Exercise brief: Locate the line with "Please indicate the blue sign" in the material. Copy that line and each one after it, through the last, exactly and with nothing else.

[Dataset excerpts on object pointing]
—————
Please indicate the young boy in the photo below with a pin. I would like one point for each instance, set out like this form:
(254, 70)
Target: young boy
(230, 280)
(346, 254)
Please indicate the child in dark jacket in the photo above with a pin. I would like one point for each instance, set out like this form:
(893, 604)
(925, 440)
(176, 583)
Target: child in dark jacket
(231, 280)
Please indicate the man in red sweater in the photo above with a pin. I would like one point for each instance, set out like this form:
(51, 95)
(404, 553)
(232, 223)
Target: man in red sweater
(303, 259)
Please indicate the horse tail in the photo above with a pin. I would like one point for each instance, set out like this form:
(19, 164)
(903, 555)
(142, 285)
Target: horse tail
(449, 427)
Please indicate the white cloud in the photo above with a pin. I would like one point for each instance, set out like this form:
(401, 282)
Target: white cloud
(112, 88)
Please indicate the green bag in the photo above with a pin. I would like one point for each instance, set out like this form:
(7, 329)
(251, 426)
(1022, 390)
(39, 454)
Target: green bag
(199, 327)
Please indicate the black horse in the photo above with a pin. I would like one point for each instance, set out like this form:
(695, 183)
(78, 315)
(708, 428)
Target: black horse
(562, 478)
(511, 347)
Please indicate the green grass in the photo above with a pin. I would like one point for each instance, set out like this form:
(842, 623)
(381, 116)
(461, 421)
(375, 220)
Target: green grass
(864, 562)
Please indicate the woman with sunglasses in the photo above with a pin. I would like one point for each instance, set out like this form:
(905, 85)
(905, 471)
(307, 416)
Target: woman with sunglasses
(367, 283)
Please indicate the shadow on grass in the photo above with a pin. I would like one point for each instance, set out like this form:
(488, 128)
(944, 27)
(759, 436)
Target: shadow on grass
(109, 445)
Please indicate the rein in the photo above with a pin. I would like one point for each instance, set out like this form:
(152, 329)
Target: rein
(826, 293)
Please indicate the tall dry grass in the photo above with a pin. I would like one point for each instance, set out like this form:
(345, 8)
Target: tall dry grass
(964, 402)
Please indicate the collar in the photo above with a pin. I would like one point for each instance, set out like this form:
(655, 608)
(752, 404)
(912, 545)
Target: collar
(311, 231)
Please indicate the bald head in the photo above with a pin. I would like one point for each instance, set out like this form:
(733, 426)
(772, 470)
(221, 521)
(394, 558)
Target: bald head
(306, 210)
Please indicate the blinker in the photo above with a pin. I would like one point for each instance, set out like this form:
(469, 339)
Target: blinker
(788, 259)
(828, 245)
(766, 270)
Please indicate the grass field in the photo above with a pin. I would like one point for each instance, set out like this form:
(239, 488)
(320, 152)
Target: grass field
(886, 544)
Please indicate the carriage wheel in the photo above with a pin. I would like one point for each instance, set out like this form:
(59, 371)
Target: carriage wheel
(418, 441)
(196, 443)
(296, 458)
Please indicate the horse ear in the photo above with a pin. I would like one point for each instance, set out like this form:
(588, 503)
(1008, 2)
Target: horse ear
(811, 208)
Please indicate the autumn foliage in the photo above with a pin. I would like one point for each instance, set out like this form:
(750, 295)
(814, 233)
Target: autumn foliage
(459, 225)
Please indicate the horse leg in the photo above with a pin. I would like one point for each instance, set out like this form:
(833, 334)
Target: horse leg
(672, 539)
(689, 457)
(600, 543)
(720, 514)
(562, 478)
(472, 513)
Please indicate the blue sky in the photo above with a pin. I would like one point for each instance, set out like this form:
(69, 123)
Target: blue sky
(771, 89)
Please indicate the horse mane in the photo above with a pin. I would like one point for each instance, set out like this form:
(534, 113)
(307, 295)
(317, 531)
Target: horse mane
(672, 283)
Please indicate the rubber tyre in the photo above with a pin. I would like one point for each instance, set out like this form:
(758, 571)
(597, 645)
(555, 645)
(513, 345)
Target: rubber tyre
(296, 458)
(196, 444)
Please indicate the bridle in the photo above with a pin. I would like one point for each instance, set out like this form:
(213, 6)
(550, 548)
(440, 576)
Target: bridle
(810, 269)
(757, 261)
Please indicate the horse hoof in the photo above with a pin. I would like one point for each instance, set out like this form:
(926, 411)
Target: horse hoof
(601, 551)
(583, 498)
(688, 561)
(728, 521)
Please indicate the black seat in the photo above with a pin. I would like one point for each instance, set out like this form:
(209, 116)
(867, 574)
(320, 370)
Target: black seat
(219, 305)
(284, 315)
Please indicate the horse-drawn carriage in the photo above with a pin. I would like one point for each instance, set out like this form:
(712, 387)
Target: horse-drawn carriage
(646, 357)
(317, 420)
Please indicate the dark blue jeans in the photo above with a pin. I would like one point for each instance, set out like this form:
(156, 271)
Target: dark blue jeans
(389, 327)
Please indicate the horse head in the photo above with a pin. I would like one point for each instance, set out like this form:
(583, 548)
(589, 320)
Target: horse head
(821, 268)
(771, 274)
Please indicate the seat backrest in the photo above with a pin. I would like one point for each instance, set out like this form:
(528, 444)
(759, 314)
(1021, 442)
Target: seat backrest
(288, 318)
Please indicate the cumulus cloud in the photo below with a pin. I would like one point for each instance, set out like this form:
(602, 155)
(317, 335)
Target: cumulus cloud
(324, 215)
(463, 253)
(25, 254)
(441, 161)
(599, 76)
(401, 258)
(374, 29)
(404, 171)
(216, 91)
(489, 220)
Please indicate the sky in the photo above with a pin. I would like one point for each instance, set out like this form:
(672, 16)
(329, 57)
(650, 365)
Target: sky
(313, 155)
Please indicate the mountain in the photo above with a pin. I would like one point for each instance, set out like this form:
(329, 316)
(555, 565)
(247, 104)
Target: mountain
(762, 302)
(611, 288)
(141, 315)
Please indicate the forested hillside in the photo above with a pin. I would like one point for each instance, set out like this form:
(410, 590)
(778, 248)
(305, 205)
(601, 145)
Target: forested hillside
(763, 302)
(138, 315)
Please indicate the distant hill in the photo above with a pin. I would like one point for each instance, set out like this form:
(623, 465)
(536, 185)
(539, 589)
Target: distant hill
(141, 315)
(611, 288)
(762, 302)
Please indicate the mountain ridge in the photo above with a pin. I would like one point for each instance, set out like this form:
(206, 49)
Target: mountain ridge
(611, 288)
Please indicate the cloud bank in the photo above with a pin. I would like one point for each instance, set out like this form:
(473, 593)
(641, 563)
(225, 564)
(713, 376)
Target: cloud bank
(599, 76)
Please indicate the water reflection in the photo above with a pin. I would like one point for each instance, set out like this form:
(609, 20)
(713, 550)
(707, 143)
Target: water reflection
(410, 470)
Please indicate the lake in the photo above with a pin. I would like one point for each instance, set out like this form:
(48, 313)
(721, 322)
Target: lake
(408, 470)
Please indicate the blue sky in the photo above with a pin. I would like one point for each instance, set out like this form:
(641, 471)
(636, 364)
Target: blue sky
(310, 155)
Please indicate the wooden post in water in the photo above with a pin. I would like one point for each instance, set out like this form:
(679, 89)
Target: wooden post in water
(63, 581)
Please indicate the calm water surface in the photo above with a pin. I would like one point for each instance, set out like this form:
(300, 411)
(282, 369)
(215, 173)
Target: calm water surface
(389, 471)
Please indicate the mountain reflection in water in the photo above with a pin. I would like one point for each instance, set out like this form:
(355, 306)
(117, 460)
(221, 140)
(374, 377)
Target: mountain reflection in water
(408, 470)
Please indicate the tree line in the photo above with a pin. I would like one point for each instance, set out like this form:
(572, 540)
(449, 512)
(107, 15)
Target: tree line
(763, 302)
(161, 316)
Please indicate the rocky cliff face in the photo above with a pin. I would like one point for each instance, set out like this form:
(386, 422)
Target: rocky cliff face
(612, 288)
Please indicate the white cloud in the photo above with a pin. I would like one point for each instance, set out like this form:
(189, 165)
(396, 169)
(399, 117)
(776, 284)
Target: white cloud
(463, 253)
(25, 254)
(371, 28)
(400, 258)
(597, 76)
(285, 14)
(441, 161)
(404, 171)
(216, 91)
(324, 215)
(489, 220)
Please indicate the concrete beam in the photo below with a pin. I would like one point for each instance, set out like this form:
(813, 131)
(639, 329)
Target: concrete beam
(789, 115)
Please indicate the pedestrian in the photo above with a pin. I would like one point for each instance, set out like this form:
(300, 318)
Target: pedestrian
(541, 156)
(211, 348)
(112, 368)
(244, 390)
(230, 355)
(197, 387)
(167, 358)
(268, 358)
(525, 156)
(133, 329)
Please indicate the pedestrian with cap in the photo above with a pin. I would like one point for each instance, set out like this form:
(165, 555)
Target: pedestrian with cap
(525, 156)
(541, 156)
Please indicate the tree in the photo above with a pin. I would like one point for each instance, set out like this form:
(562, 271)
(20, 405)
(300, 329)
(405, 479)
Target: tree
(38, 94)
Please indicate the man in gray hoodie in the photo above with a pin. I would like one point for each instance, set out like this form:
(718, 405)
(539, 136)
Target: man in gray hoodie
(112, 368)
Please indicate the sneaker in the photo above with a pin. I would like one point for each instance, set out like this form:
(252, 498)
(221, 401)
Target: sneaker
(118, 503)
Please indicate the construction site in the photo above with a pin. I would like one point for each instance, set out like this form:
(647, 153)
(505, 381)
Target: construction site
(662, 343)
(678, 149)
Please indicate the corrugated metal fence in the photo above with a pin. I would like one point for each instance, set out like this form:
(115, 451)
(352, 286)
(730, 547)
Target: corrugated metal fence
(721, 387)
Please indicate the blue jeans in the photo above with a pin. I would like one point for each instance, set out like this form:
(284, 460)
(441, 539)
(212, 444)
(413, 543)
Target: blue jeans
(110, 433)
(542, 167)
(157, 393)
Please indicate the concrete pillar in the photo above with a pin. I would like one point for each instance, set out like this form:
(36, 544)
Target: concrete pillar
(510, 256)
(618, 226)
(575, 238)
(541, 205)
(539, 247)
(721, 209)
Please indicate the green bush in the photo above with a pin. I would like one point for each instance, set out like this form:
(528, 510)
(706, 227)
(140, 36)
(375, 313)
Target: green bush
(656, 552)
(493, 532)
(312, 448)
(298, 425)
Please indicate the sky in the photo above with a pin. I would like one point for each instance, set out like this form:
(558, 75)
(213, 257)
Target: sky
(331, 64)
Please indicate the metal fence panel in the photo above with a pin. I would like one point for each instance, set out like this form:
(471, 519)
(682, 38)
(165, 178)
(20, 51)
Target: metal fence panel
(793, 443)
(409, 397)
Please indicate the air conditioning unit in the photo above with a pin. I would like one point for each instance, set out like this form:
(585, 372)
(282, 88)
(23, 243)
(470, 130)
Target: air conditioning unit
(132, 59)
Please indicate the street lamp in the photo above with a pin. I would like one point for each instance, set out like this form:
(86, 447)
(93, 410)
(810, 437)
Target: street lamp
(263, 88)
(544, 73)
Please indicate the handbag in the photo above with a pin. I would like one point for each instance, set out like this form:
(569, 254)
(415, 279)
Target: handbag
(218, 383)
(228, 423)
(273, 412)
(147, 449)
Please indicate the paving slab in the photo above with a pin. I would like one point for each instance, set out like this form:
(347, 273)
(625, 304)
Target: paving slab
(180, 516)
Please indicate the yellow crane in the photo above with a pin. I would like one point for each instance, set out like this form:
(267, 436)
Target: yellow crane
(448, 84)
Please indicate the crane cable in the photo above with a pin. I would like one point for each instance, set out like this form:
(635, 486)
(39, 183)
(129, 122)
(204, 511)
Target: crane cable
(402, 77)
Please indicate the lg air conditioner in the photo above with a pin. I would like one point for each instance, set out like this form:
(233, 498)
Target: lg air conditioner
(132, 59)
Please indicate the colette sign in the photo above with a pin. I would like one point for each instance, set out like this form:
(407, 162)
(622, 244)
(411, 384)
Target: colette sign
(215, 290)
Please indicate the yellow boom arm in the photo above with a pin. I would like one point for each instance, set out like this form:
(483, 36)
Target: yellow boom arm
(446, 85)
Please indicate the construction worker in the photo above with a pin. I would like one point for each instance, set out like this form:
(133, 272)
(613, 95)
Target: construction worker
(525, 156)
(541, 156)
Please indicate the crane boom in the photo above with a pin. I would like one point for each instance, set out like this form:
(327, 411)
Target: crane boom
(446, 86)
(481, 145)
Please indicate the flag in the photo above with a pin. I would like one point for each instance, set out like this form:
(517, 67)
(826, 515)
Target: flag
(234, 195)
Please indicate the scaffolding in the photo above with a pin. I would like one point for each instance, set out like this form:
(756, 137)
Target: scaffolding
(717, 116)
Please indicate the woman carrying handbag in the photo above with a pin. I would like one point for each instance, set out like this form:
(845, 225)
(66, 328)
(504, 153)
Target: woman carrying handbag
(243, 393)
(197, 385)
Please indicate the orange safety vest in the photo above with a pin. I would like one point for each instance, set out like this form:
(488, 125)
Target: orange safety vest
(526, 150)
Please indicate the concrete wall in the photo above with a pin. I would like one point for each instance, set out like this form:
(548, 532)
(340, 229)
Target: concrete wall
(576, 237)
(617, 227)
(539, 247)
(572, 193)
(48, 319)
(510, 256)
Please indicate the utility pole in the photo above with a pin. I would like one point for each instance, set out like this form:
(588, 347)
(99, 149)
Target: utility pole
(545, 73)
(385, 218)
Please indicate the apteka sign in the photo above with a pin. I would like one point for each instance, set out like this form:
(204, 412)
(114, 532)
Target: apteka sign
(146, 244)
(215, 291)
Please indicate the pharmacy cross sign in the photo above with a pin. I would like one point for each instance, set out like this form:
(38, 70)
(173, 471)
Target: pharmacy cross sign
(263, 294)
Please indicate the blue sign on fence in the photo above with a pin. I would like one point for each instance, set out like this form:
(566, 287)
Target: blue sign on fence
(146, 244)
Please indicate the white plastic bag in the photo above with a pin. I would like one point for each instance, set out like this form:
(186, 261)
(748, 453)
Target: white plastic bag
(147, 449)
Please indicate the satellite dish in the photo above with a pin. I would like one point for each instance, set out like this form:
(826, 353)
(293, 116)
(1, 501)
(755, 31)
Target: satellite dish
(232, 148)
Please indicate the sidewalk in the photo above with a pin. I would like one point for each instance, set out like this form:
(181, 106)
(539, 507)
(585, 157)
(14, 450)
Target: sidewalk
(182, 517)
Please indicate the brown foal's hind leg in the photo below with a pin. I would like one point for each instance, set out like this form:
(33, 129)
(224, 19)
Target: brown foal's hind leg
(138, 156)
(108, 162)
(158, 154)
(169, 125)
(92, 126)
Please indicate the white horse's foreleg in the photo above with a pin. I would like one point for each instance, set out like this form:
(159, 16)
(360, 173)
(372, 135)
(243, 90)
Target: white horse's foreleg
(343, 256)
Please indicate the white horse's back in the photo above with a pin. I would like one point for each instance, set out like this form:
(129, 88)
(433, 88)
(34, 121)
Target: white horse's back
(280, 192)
—————
Correct answer:
Please indicate the blue sign on fence in the photo above with a pin. I would like one point for each instance, set out like this form:
(566, 287)
Target: blue sign on fence
(146, 244)
Please indicate the white plastic bag in the photo above with a pin. I would like one point for each instance, set out like this form:
(186, 261)
(748, 453)
Target: white plastic bag
(147, 449)
Please indicate the satellite dish in the photo above with a pin. I would like one point for each instance, set out like this form:
(826, 353)
(293, 116)
(1, 501)
(755, 31)
Target: satellite dish
(232, 148)
Please indicate the sidewalk in the photo above with a pin. I would like one point for each instance, set out like this form:
(181, 106)
(539, 507)
(585, 157)
(14, 450)
Target: sidewalk
(182, 517)
Please indicate the brown foal's hind leg in the photo below with a pin. I would like one point for each instance, set out like this form:
(33, 129)
(224, 19)
Target: brown foal's hind leg
(138, 156)
(108, 162)
(158, 154)
(169, 125)
(92, 126)
Please indicate the white horse's foreleg in the photo above with a pin. I would like one point for each instance, set out like this form:
(159, 16)
(360, 173)
(372, 135)
(243, 90)
Target: white horse's foreleg
(343, 256)
Please indicate the white horse's back in the photo above with a pin. I would like one point for each instance, set out like this form:
(129, 88)
(433, 88)
(34, 121)
Target: white horse's back
(280, 192)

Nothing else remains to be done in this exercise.